- _Task to carry out_
Rewrite the records below, replacing "deepest" with "farthest" wherever it occurs and leaving everything else unchanged.

--- START Exercise data ---

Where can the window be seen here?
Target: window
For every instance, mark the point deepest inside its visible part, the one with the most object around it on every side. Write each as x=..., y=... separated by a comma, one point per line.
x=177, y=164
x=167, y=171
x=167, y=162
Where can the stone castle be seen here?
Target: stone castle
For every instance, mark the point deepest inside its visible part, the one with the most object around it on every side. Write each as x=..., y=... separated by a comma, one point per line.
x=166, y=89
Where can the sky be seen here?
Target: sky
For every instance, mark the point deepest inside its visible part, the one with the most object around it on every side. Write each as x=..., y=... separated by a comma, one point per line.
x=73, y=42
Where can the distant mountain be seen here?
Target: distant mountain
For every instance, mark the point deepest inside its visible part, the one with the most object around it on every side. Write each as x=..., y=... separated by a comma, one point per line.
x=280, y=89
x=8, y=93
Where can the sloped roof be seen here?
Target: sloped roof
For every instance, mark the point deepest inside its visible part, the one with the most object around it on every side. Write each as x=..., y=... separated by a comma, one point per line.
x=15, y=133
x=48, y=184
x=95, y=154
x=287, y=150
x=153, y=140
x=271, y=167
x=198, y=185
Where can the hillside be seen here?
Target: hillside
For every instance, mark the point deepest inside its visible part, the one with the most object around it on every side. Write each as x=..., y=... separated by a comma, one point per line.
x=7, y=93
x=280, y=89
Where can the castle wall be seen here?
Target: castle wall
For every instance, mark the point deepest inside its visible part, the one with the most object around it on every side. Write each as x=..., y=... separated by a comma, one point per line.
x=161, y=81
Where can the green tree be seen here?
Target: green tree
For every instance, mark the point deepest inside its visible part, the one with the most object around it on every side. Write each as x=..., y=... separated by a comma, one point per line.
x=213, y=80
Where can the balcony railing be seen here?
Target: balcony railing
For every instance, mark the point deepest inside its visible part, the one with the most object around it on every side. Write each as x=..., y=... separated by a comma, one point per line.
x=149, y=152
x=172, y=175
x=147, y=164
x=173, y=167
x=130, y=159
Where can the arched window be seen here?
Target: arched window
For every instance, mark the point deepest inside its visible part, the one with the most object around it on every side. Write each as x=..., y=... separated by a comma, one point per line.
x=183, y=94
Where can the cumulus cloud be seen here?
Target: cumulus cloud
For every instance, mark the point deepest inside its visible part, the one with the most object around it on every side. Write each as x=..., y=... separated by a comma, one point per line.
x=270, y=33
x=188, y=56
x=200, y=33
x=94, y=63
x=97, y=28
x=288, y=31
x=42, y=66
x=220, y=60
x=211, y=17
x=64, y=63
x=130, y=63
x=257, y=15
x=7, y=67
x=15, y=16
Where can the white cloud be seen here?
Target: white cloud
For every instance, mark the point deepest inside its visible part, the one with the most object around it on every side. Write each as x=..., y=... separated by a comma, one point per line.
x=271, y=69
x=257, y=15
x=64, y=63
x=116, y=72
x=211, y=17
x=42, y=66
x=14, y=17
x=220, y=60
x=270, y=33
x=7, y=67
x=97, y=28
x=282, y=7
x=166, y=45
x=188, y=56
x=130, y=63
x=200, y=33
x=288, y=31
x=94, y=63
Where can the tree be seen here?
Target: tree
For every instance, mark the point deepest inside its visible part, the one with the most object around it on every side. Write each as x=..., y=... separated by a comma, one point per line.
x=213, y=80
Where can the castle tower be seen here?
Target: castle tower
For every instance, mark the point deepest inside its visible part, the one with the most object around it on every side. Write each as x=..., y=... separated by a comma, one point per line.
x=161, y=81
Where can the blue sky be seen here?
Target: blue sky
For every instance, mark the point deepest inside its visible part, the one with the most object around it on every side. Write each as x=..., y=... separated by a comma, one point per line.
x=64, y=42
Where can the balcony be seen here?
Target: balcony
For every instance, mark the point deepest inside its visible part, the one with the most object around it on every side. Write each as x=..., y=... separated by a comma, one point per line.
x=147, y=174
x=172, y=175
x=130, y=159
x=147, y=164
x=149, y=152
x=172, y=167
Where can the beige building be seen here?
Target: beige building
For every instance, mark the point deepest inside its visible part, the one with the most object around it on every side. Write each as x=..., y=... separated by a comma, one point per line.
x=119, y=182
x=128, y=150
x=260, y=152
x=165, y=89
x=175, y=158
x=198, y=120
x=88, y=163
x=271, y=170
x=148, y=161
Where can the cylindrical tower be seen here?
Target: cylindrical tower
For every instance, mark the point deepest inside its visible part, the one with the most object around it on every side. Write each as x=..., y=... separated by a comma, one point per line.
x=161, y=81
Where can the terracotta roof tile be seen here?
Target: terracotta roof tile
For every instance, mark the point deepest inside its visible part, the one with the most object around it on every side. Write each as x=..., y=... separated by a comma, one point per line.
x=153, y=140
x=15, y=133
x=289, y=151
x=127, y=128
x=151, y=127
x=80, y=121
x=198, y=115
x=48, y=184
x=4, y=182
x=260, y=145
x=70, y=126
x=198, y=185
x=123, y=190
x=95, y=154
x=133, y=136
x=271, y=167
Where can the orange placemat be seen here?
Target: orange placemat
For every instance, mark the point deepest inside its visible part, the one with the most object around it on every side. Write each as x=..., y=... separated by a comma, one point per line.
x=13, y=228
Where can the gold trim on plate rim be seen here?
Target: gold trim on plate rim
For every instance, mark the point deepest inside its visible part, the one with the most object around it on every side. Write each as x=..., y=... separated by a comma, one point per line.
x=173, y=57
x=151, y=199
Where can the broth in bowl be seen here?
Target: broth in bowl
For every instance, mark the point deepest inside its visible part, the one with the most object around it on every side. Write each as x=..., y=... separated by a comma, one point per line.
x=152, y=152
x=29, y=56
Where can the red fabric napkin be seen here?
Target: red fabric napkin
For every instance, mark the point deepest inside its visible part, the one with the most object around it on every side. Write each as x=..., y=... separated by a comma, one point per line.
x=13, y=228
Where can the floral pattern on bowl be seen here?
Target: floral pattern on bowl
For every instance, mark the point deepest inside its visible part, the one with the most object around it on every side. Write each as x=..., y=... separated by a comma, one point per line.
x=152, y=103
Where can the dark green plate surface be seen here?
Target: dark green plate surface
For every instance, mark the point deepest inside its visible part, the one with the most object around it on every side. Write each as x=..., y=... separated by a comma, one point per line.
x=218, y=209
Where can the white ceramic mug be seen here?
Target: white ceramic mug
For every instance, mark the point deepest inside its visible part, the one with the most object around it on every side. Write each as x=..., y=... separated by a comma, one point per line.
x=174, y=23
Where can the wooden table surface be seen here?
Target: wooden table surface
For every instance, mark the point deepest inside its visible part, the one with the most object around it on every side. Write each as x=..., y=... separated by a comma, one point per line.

--- END Exercise data ---

- _Task output_
Where can the window be seen here?
Target: window
For every instance, mark the point farthest inside its visible part, the one with the most object around it on every side. Write each as x=..., y=... separated by a comma, one point per line.
x=177, y=164
x=167, y=171
x=167, y=162
Where can the stone castle be seen here?
Target: stone castle
For every instance, mark the point farthest inside its visible part, the one with the most object around it on every side. Write each as x=..., y=... separated by a comma, one point per line.
x=166, y=89
Where can the sky be seen here?
Target: sky
For every instance, mark the point farthest inside its visible part, the one with the most object around it on every side. Write each as x=..., y=... separated by a comma, one point per line.
x=73, y=42
Where can the distant mountain be seen here?
Target: distant mountain
For every instance, mark the point farthest inside its visible part, the one with the most object around it on every side. Write each as x=..., y=... separated by a comma, one point per line.
x=280, y=89
x=8, y=93
Where can the sloped roof be seen here?
Target: sloped roof
For every instance, mark the point farthest inside its visible part, the one with the most object around it on every side. Write each as x=..., y=... separated by a comma, one point per line.
x=15, y=133
x=48, y=184
x=95, y=154
x=287, y=150
x=153, y=140
x=271, y=167
x=198, y=185
Where can the hillside be seen here?
Target: hillside
For every instance, mark the point farthest inside its visible part, the one with the most object around it on every side. Write each as x=..., y=... separated by a comma, one point per line.
x=7, y=93
x=280, y=89
Where can the castle wall be seen here?
Target: castle wall
For every instance, mark the point farthest inside its visible part, the one with the most object around it on every side. Write each as x=..., y=... separated by a comma, one point per line.
x=161, y=81
Where can the green tree be seen here?
Target: green tree
For every instance, mark the point farthest inside its visible part, the one with the most object around it on every side. Write each as x=..., y=... separated by a comma, one point per line.
x=213, y=80
Where can the balcony railing be seen here?
Target: balcony railing
For every instance, mark the point farthest inside its visible part, the one with the most object around it on every side. Write each as x=..., y=... separated by a comma, one point per line.
x=149, y=152
x=172, y=175
x=147, y=164
x=173, y=167
x=130, y=159
Where can the arched window be seen here?
Target: arched window
For every instance, mark the point farthest inside its visible part, the one with the most object around it on every side. Write each as x=..., y=... separated by a comma, one point per line.
x=183, y=94
Where can the cumulus cloud be seen here?
Target: cumulus cloud
For every instance, mark the point farthest inside its visible part, the one with the most object around it on every side. Write each as x=..., y=... separated by a comma, one point per line.
x=270, y=33
x=188, y=56
x=200, y=33
x=94, y=63
x=97, y=28
x=288, y=31
x=42, y=66
x=220, y=60
x=211, y=17
x=64, y=63
x=130, y=63
x=257, y=15
x=7, y=67
x=15, y=16
Where can the white cloud be seen here?
Target: white cloud
For every instance, mark the point farthest inside its visible part, the one with the most object around it on every side. Write each as x=..., y=... separated by a comma, one point per line.
x=271, y=69
x=257, y=15
x=64, y=63
x=116, y=72
x=211, y=17
x=42, y=66
x=14, y=17
x=220, y=60
x=270, y=33
x=7, y=67
x=97, y=28
x=282, y=7
x=166, y=45
x=188, y=56
x=130, y=63
x=200, y=33
x=288, y=31
x=94, y=63
Where can the tree be seen here?
Target: tree
For every instance, mark the point farthest inside its visible part, the one with the most object around it on every side. Write each as x=..., y=... separated by a comma, one point per line.
x=213, y=80
Where can the castle tower be seen here?
Target: castle tower
For every instance, mark the point farthest inside its visible part, the one with the most object around it on every side. Write each as x=..., y=... separated by a comma, one point per line.
x=161, y=81
Where can the blue sky be seen here?
Target: blue sky
For every instance, mark the point farthest inside its visible part, the one with the most object around it on every side. Write each as x=..., y=... separated by a comma, one point per line.
x=64, y=42
Where can the balcony be seen here?
Target: balcony
For every instance, mark the point farthest inside its visible part, the one with the most object around it on every side. Write each as x=..., y=... separated by a comma, one point per line.
x=147, y=174
x=172, y=175
x=130, y=159
x=147, y=164
x=149, y=152
x=172, y=167
Where can the beige building be seen here?
Target: beige building
For every instance, mark the point farthest inside its visible part, the one with the most object around it on every side. Write each as x=..., y=... separated by a comma, one point per line.
x=119, y=182
x=128, y=150
x=260, y=152
x=165, y=89
x=175, y=158
x=198, y=120
x=88, y=163
x=271, y=170
x=148, y=161
Where can the cylindrical tower be seen here?
Target: cylindrical tower
For every instance, mark the point farthest inside its visible part, the one with the most object around it on every side. Write each as x=..., y=... separated by a comma, one point per line.
x=161, y=81
Where can the terracotta roof tile be seen here?
Target: terracotta roof tile
For every instance, mark the point farthest inside its visible part, the one with the most object around it on every side. Write each as x=..., y=... separated by a comma, one point per line.
x=153, y=140
x=15, y=133
x=289, y=151
x=127, y=128
x=151, y=127
x=80, y=121
x=198, y=115
x=48, y=184
x=4, y=182
x=260, y=145
x=70, y=126
x=198, y=185
x=123, y=190
x=95, y=154
x=133, y=136
x=271, y=167
Where can the orange placemat be seen here?
Target: orange placemat
For every instance, mark the point farthest inside its visible part, the one with the most object around it on every side. Write each as x=..., y=... separated by a comma, one point per line.
x=13, y=228
Where can the gold trim on plate rim be seen here?
Target: gold trim on plate rim
For every instance, mark the point farthest inside its visible part, the one with the most object around it on every side. Write each as x=..., y=... separated by a comma, one point per line.
x=173, y=57
x=151, y=199
Where can the broth in bowl be seen here?
Target: broth in bowl
For every instance, mark the point farthest inside its visible part, the one with the most object around it on every side. Write each as x=..., y=... separated by a comma, one point per line.
x=152, y=152
x=29, y=56
Where can the red fabric napkin be seen here?
Target: red fabric napkin
For every instance, mark the point farthest inside its visible part, the one with the most object around it on every side. Write each as x=..., y=... separated by a comma, one point per line.
x=13, y=228
Where can the floral pattern on bowl be seen here?
Target: floral pattern on bowl
For every instance, mark the point farthest inside its visible part, the one with the most object around it on every side. Write each as x=..., y=... separated by a comma, one point per line.
x=152, y=103
Where can the dark green plate surface be seen here?
Target: dark green plate surface
For every instance, mark the point farthest inside its visible part, the one with the most object around it on every side. Write each as x=..., y=... separated by a comma, one point per line.
x=218, y=209
Where can the white ceramic mug be seen here?
Target: white ceramic mug
For every instance, mark the point farthest inside its visible part, the one with the most object around it on every side. Write each as x=..., y=... separated by a comma, one point per line.
x=174, y=23
Where can the wooden table surface be seen here?
Target: wooden table surface
For every instance, mark the point farthest inside its visible part, the one with the most object around it on every side. Write each as x=..., y=... separated by a comma, one point per line.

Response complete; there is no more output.